From the piece on Chicago's immigration march below, extract word for word the passage from "MADIA: Using union" up to and including "drag wages down.".
___ SELECTION
Laura Garza is a vice president of Service Employees International Union Local 1. She’s been busy mobilizing the union’s heavily immigrant membership for tomorrow’s march. This year, Garza says, the march takes on a different significance.

GARZA: This is a big election year. Over the years, we’ve told people, ‘Today we march, tomorrow we vote.’ Now we have to walk the walk.

Labor unions helped promote the march in previous years. But this year they’re also covering nearly all of its roughly $10,000 budget. The costs include stages and sound systems, T-shirts and toilets.

That support doesn’t go over well with retired electrician Mike Madia. He’s a union pensioner and a member of the Chicago Minuteman Project, which fights for tougher immigration enforcement.

MADIA: Using union funds to foster illegal immigration is wrong. Before they do anything about legalizing these people, the borders have to be completely sealed.

Madia says undocumented residents are overwhelming public schools, infrastructure and services. And even some immigrant advocates concede that workers without legal status can drag wages down.

THINDWA: That’s because employers are going to prefer a worker who’s more vulnerable, who’s without rights.

James Thindwa directs the Chicago chapter of Jobs With Justice, a group that builds community support for organized labor.

THINDWA: That worker can’t complain about working conditions. So the way to solve that is to create a path to legalization so that those workers have rights that protect them against abusive employers.

Thindwa will gather with other immigrant-rights supporters tomorrow at Chicago’s Union Park, where the march begins. But the organizers aren’t certain this year’s turnout will match the hundreds of thousands who showed up in previous years. Last year, a week before the event, immigration agents stormed a shopping mall in Little Village, a mostly Mexican neighborhood of Chicago.

CEPEDA: Guys with what looked like assault rifles — pointing them at women and children.

Former Chicago Sun-Times columnist Esther J. Cepeda says the raid galvanized many immigrants. But Cepeda doubts the May Day protests a few days later achieved anything.

CEPEDA: We had these marches across the country in all the big cities. But nothing came of them. And, in fact, four months later, in July, the immigration reform bill just failed.

The bill’s death extinguished hopes of providing a path to citizenship for the nation’s estimated 12 million undocumented immigrants. Extinguished, that is, until after this November’s election.

Immigration and Customs Enforcement, meanwhile, has steadily picked up the pace of deportations. The agency says it removed a record 280,000 immigrants last year. Carlos Arango of Casa Aztlán, a community center in Chicago’s Pilsen neighborhood, says that’s why he’s heading to Union Park tomorrow.

ARANGO: Undocumented workers should have the opportunity to regularize their immigration situation because immigration is no crime. People go from place to place, looking for better conditions of life.

Arango says marching is a right that immigrants must exercise.
______
___ DATA LINES
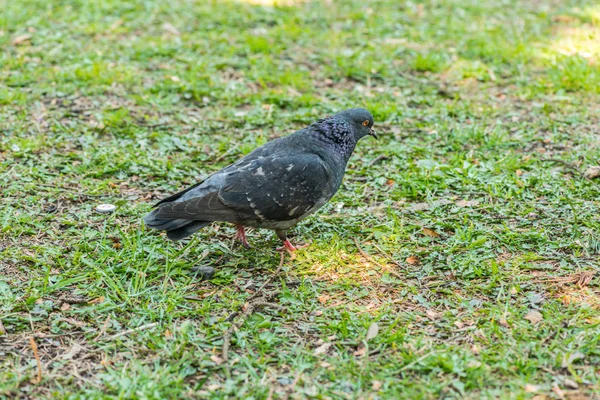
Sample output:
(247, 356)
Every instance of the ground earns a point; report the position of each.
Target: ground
______
**TASK ANSWER**
MADIA: Using union funds to foster illegal immigration is wrong. Before they do anything about legalizing these people, the borders have to be completely sealed.

Madia says undocumented residents are overwhelming public schools, infrastructure and services. And even some immigrant advocates concede that workers without legal status can drag wages down.